**DOCUMENT EXTRACT**:
+ + + + + + +

One of the biggest impacts of the internship on myself over the summer was how I saw God shape my view of Him. But before going more into that, first some background on myself:
I'm a chronic worrier. In my life anything can become something for me to fret and mull over continually. Usually, however, I'm not aware of anything big going on in my life, and this probably doesn't come across in my everyday speech or actions. However, when something remains on my back-burner simmering long enough, I'll all of a sudden realize that something in my life is boiling over and the world begins to end.
So now back to what went on during the internship. The situation that had been simmering for months was a lack of progress on my medical school application. I had been taking care of business with the application (MCAT taken: check; MCAT scores: pending; Science Prof letters of evaluation: check; online application: started), but I had been just unable to get a single non-science professor to write a letter of recommendation for me. And it wasn't that I wasn't making calls or emails; I was just wasn't even getting any responses to anything to even ask a non-science professor to write a letter!
As the summer began to wear on I began to realize that if I didn't have a letter of recommendation in, a whole domino effect would happen to slow up the other parts of the application. I then realized that it would literally be a miracle for me to have an application together in time for October.
That realization then hit me like a flood along with other worries about Medical school in general and I literally worried myself sick over this. In the middle of that period then, the Lord began to show me that in my worrying the thing that was lacking, was any thought to how God was in control of my life and how He's the provider for all of my needs. Key in that was seeing how he always keeps his promises as I was seeing in Hebrews 6.

+ + + + + + +

**GIVEN ENTRIES**:

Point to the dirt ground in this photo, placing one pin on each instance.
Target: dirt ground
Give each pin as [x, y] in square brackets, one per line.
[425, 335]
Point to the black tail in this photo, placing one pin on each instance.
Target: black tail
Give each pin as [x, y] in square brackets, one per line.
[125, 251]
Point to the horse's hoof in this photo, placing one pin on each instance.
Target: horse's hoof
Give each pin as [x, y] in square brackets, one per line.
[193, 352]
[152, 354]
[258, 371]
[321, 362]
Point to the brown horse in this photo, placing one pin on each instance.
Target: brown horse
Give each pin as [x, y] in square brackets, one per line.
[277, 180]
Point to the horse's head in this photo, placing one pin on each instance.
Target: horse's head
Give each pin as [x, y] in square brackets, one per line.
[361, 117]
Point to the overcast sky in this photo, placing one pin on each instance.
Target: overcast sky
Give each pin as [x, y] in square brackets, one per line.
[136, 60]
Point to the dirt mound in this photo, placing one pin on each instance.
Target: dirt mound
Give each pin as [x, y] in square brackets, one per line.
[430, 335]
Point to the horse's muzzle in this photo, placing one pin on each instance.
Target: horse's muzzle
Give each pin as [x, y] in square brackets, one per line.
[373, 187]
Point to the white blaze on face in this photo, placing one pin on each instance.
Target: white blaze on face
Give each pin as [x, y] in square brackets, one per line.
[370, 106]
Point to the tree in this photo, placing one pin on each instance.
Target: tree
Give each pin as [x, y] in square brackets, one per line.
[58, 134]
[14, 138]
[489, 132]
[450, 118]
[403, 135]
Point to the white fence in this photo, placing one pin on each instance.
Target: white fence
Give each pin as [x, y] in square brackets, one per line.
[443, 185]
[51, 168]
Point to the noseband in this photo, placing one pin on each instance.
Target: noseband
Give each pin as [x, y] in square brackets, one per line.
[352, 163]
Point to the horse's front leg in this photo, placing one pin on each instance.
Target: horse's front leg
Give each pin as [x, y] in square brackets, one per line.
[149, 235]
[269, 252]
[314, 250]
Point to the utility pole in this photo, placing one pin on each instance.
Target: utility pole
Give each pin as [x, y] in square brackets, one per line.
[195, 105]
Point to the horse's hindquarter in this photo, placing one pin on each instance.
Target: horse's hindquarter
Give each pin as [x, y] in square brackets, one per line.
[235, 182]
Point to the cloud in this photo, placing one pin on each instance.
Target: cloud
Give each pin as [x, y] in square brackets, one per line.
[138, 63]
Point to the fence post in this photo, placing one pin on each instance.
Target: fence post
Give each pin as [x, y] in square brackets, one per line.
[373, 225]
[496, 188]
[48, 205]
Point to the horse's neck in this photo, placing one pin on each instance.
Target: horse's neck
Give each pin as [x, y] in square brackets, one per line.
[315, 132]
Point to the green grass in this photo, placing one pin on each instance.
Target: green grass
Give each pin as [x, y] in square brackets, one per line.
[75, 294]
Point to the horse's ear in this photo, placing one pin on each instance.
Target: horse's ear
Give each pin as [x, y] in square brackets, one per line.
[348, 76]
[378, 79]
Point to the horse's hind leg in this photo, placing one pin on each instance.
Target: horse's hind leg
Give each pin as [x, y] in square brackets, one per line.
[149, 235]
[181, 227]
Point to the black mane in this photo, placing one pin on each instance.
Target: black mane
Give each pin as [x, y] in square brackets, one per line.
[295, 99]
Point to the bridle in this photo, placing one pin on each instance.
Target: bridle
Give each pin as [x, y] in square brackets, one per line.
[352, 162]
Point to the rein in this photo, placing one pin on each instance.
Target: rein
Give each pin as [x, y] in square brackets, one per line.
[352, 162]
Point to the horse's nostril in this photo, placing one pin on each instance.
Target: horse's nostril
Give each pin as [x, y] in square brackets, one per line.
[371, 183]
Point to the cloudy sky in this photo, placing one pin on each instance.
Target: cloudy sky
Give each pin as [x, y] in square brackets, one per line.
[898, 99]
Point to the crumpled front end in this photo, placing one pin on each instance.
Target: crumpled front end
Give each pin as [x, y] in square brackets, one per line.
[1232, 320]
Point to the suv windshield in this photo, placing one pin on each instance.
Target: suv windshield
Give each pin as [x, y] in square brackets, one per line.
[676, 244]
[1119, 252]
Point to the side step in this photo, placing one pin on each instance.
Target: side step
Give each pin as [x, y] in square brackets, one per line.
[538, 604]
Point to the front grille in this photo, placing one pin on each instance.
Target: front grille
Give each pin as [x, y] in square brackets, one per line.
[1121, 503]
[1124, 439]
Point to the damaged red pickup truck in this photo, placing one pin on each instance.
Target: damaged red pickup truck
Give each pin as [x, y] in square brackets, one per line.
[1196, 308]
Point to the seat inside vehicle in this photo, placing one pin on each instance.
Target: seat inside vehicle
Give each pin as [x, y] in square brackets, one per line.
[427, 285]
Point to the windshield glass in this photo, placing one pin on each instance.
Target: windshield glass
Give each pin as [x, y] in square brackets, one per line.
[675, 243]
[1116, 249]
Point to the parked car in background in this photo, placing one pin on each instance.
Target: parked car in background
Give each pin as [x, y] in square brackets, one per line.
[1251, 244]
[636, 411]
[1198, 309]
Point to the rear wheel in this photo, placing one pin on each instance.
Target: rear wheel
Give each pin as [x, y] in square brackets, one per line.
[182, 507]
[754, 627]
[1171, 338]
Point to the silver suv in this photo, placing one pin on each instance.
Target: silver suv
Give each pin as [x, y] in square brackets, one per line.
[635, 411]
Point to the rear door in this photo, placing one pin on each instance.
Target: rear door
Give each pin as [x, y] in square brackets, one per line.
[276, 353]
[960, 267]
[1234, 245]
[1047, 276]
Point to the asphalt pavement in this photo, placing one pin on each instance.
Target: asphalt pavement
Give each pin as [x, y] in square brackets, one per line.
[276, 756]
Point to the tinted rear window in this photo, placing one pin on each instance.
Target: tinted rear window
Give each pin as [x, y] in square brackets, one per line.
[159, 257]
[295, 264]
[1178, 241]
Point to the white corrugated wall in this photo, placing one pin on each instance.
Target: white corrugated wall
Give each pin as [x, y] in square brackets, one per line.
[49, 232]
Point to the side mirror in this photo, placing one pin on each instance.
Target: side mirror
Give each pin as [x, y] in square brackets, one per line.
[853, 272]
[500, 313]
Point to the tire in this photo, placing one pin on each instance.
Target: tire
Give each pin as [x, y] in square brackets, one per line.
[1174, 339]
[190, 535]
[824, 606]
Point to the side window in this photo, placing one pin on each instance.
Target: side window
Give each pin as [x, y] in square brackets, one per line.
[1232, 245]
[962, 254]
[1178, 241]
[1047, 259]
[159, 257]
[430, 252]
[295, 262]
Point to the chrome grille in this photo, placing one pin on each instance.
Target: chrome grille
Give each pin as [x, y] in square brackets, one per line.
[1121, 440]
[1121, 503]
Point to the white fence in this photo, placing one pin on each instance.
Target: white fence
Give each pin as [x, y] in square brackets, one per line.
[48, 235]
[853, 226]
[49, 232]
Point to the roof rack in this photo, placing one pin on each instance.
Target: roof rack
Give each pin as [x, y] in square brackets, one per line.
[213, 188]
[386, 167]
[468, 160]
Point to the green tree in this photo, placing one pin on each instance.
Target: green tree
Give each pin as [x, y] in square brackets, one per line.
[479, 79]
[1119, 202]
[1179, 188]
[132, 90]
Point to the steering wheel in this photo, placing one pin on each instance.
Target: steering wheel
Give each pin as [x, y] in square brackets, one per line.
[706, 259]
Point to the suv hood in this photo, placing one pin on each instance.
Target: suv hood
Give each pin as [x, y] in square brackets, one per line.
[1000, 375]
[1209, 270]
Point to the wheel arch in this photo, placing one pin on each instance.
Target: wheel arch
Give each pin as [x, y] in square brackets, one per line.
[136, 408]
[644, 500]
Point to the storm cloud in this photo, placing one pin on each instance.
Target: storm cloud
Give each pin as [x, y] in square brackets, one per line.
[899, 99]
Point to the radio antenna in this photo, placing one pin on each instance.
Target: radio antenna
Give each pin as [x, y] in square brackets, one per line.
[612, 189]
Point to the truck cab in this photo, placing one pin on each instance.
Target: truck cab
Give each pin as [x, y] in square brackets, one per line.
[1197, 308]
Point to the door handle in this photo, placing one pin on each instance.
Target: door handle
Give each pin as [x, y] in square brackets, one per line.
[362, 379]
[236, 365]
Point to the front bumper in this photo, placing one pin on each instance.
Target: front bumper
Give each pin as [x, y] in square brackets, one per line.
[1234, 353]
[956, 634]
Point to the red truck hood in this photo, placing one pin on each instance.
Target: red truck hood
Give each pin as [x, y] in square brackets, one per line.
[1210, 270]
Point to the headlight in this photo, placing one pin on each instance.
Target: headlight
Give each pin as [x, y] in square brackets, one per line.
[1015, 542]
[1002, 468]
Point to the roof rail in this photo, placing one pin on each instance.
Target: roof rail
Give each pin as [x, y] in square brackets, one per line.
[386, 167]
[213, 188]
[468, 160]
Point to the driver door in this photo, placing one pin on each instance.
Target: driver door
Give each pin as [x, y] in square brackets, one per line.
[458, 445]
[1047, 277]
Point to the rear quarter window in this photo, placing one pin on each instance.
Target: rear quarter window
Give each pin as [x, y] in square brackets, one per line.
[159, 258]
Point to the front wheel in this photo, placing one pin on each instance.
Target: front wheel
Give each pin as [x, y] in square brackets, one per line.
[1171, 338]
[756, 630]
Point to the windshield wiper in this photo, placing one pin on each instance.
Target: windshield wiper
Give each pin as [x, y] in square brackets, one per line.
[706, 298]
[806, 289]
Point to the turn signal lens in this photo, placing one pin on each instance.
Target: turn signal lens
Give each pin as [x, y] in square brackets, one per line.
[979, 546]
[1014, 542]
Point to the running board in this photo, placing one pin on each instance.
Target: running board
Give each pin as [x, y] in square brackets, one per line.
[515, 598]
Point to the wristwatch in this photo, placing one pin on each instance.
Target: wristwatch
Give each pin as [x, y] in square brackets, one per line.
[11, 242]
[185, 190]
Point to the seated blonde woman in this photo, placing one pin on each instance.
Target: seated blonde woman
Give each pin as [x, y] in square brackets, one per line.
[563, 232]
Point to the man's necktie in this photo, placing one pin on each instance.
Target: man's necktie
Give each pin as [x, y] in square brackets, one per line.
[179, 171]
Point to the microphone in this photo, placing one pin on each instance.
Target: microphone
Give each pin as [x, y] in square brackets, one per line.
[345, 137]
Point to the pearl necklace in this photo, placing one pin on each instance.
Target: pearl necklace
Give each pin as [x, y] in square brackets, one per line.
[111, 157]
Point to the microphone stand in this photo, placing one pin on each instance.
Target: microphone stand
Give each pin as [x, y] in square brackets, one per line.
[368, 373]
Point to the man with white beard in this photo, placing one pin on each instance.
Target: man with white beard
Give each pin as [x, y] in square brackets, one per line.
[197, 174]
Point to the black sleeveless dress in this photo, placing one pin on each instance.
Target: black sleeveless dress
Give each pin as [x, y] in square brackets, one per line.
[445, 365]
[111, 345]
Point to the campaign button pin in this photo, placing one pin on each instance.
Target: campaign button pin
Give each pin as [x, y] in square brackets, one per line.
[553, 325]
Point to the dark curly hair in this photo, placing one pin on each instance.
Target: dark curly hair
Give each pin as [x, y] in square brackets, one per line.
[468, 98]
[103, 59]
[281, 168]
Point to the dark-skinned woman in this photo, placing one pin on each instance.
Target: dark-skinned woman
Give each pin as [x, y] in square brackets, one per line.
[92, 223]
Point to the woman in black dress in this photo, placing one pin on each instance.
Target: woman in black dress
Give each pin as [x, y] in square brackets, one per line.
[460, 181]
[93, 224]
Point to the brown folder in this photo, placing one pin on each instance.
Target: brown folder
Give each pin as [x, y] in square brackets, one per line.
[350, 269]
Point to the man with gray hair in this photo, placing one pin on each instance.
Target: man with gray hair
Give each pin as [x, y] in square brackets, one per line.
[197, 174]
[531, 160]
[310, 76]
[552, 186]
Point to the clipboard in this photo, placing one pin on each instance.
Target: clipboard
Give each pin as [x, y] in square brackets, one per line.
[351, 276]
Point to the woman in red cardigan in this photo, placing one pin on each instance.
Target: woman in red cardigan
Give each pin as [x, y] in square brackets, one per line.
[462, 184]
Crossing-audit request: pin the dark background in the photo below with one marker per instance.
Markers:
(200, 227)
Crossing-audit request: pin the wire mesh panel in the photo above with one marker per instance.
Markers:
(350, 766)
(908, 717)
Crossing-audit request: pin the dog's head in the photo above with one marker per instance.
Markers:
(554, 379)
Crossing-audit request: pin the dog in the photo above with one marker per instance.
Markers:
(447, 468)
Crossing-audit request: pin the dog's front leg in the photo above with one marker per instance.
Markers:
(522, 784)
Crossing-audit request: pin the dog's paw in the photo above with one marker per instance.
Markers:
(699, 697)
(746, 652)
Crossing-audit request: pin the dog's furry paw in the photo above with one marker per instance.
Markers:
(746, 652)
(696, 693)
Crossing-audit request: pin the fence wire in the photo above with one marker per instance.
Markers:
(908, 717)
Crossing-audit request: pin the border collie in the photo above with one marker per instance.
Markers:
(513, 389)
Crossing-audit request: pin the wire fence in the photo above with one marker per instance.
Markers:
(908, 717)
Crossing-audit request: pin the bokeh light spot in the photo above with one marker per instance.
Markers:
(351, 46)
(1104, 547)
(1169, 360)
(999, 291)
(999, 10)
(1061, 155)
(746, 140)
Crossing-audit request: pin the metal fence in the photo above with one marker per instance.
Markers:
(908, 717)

+ + + + + + +

**PROBLEM DESCRIPTION**:
Carry the reflection on worry during the summer internship forward from its final sentence about Hebrews 6. The rows have no connection to the reflection on worry during a summer internship.

**RESPONSE BOX**:
Not that things changed in the twinkling of an eye, but I was able to realize that in the end God really was the one in control, and that He always in every case has our best interest in mind, even if we don't think it's for our best interest.
While the application process is still ongoing, friends I want to urge you to praise our God! For in spite of all of the unanswered voice mails, emails, etc. to faculty members, the Lord in His sovereignty placed not one, but two of my favorite non-science faculty into my life at bizarre places (the street by Panera and Hershey park of all places!). And both were happy to write letters for me.
So what's the point of me telling you about this? Is this just going to be a cool story about God fulfilling my need, like a get out of jail free card? I pray not, because friends in all of this God was using the adversity to show that as the Proverbs say "The horse is made ready for the day of battle, but victory belongs to the Lord." (Pr. 20:31, ESV) and our God truly is our Father who in Christ loved us, adopted us, and is giving us every good thing, for His glory and our joy in seeing Him glorified! (Romans 8 is just too long to quote here :) but I'd point you to that too! )
Praise God for He is a loving Father who has adopted us in Christ, and in the end provides for every single need to His glory!